▶ **WHAT NEEDS TO BE DONE**: Take the records below and extract, word for word, the lines from the one containing "of the bunting" through the final line, inclusive. Omit pictures.

Data extracted from a collection

= = =

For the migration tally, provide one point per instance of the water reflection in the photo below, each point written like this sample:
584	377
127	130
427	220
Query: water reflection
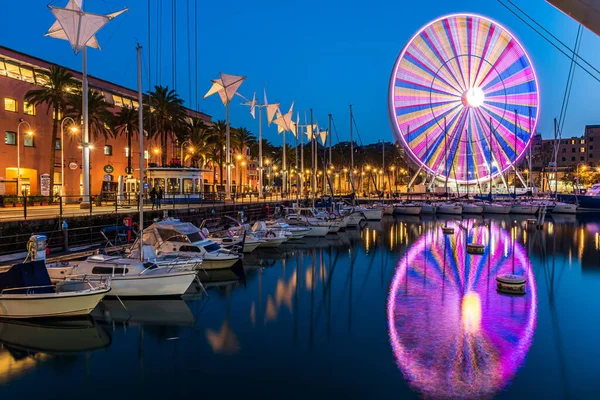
452	334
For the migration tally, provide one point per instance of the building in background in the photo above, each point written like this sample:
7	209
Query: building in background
20	73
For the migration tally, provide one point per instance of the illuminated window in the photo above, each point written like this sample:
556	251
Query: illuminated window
28	141
10	104
41	78
27	75
10	138
28	108
118	101
13	71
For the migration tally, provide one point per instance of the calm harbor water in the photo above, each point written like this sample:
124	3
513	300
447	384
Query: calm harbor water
394	309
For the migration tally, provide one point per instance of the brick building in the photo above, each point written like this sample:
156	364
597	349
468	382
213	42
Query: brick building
20	73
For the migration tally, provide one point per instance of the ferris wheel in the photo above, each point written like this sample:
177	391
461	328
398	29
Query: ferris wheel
463	98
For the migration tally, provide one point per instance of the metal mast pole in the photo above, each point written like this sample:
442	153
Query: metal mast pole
86	137
141	137
260	168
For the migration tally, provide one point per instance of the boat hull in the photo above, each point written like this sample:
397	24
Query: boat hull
52	305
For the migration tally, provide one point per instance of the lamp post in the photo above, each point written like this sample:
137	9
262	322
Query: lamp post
29	132
62	154
191	149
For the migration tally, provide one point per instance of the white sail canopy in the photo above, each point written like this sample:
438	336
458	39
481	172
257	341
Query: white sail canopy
225	86
77	27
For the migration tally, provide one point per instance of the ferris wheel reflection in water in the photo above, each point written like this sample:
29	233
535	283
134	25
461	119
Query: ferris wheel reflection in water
452	334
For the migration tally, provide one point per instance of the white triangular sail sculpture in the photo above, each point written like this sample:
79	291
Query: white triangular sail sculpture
225	86
78	27
323	136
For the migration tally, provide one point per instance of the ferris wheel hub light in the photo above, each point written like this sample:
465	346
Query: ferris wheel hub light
474	97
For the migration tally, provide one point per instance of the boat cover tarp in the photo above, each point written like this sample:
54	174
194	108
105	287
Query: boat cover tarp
33	273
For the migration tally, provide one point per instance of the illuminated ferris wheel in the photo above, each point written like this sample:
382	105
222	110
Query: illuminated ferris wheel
463	98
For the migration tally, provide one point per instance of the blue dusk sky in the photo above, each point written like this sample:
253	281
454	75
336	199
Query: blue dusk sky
322	55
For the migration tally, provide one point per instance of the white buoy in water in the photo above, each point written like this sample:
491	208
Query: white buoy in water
474	248
510	283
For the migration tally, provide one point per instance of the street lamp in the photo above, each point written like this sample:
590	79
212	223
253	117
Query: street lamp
191	150
62	154
29	132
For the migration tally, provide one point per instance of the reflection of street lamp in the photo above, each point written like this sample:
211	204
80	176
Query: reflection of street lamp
62	153
29	132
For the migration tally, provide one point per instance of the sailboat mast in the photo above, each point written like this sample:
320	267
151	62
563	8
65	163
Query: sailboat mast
141	137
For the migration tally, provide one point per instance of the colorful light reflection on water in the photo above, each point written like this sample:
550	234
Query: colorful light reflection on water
452	334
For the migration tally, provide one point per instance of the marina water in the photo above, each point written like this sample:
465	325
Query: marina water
396	308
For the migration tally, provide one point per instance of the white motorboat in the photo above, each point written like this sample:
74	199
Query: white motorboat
372	213
295	232
472	208
428	209
407	209
524	208
270	237
128	277
186	240
449	208
27	292
496	208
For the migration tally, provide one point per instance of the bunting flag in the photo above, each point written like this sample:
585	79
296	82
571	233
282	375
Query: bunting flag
252	104
323	136
225	86
77	27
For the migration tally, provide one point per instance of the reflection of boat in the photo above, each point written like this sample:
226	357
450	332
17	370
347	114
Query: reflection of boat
145	312
452	335
53	337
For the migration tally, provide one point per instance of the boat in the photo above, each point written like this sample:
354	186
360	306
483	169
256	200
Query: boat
27	292
128	277
449	208
524	208
496	208
184	239
407	209
472	208
270	237
295	232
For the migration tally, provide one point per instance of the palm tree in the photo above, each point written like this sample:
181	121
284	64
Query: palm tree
243	139
219	142
126	122
168	115
58	81
99	114
201	137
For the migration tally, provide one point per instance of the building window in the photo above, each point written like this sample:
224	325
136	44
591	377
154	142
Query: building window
28	108
28	141
10	104
10	138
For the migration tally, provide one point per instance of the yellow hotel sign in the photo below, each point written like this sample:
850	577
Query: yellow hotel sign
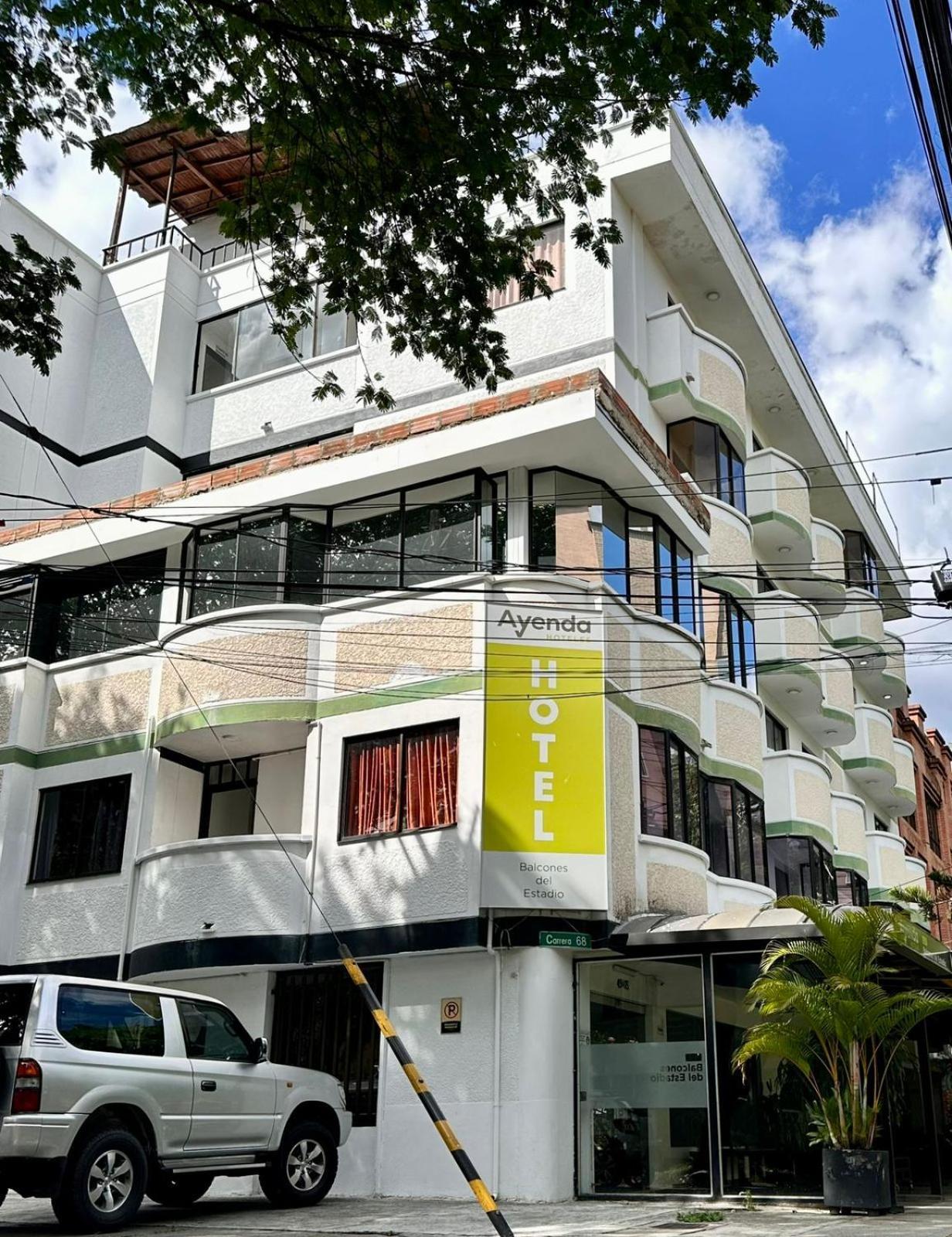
543	829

= = =

▶ **RESPONSE**:
For the migration tally, provide one point per instance of the bunting flag in the photo above, each point written like this sample:
585	79
296	82
571	233
282	375
Query: bunting flag
252	104
323	136
225	86
77	27
For the migration tally, provide one point per instance of the reflection of boat in the photo above, each point written like this sample:
226	357
450	332
17	370
347	114
Query: reflection of boat
145	312
452	335
53	337
For the migration tally, provide one point per instance of the boat in the photo above, each point written like this sample:
354	186
360	306
483	169
256	200
Query: boat
27	292
128	277
449	208
524	208
496	208
184	239
407	209
472	208
270	237
295	232
For the migration tally, provide one point per instance of the palm tree in the photo above, each point written like this sample:
181	121
284	64
Query: palm tree
243	139
219	142
126	122
168	115
58	81
99	114
201	137
For the migration tally, provide one point per instance of the building window in the photo above, each point written like this sample:
224	325
136	44
591	377
154	142
Query: building window
28	108
28	141
10	104
10	138
For the migration tally, provide one point per instance of the yellow hotel sign in the photo below, each point written like this sample:
850	577
Query: yellow hotel sign
543	829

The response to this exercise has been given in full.